The vote against the Coburn-Shadegg substitute, which was
endorsed on October 6 as a separate bill by House Speaker Dennis
Hastert after his long refusal to support any erosion whatsoever
of the ERISA preemption, was 238-193.
The patients' rights bill had contained $7 billion in offsets
over 10 years, half of which would have come from corporate tax
loophole closings. Yet before the bill headed to the floor, the
GOP ruled that the House may not consider the tax increases.
House Minority Leader Richard A. Gephardt (D-Mo.) said during
an October 7 press briefing that the bill "is not paid
for." He noted that Clinton said in a letter sent that
morning that he will not sign it if it dips into the Social
Security surplus.
"The president is saying he is not going to sign the
bill that is not paid for. So even though you are worried about
voting for a bill that is not paid for--that arguably invades
Social Security--you don't need to worry about it ever coming
out like that in the end. It will be paid for. The president has
said he will not sign it unless it is." Gephardt added,
however, that he otherwise supports the legislation.

■ ■ ■ ■ ■

== TASKS FOR THIS EXERCISE ==
[1] In the passage on the patients' rights bill, how much in offsets did the bill contain, and over what period?
[2] Continue the passage on the patients' rights bill from its final sentence.

== DATA SUPPLIED ==
■ ■ ■ ■ ■

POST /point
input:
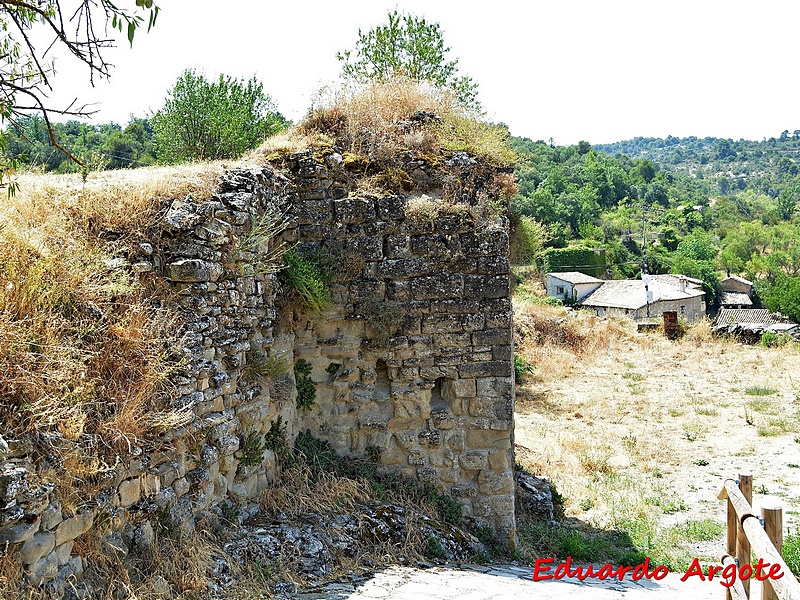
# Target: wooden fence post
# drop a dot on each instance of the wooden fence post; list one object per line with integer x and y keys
{"x": 733, "y": 526}
{"x": 773, "y": 525}
{"x": 742, "y": 543}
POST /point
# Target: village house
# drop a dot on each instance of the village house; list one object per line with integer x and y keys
{"x": 750, "y": 323}
{"x": 737, "y": 292}
{"x": 571, "y": 286}
{"x": 629, "y": 298}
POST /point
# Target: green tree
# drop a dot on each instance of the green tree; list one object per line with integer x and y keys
{"x": 207, "y": 120}
{"x": 410, "y": 46}
{"x": 29, "y": 29}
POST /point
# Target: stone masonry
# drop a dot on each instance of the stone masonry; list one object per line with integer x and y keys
{"x": 413, "y": 358}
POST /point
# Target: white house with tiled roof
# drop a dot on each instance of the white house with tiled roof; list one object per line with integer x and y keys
{"x": 737, "y": 292}
{"x": 571, "y": 286}
{"x": 629, "y": 298}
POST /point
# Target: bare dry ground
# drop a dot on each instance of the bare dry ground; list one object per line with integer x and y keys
{"x": 638, "y": 432}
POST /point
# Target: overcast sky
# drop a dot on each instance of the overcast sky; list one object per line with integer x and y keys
{"x": 595, "y": 70}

■ ■ ■ ■ ■

== ANSWERS IN ORDER ==
[1] It contained $7 billion in offsets over 10 years.

[2]
Quality Care for the Uninsured Bill
This portion of the bill contains several tax breaks aimed
at expanding health care coverage. It would expand health tax
breaks and allow small businesses and other groups to pool
resources to buy insurance from so-called Health Marts. It also
includes a number of tax relief measures to make health care and
long-term care more affordable and accessible.
Several of the tax provisions, including a 100-percent
above-the-line deduction for health care insurance and long-term
care insurance premiums if the taxpayer pays more than 50
percent of the premiums, were also in the Taxpayer Refund and
Relief Act of 1999, the $792 billion, 10-year GOP tax cut
package vetoed by Clinton last month.
The bill also would provide an additional exemption
(currently $2,750) for individuals who care for elderly family
members at home and would increase the deduction for health
insurance premiums of self-employed individuals to 100 percent
in 2001--two years sooner than under current law. Currently, the
self-employed may only deduct 60 percent of their premiums,
gradually increasing to 100 percent by 2003.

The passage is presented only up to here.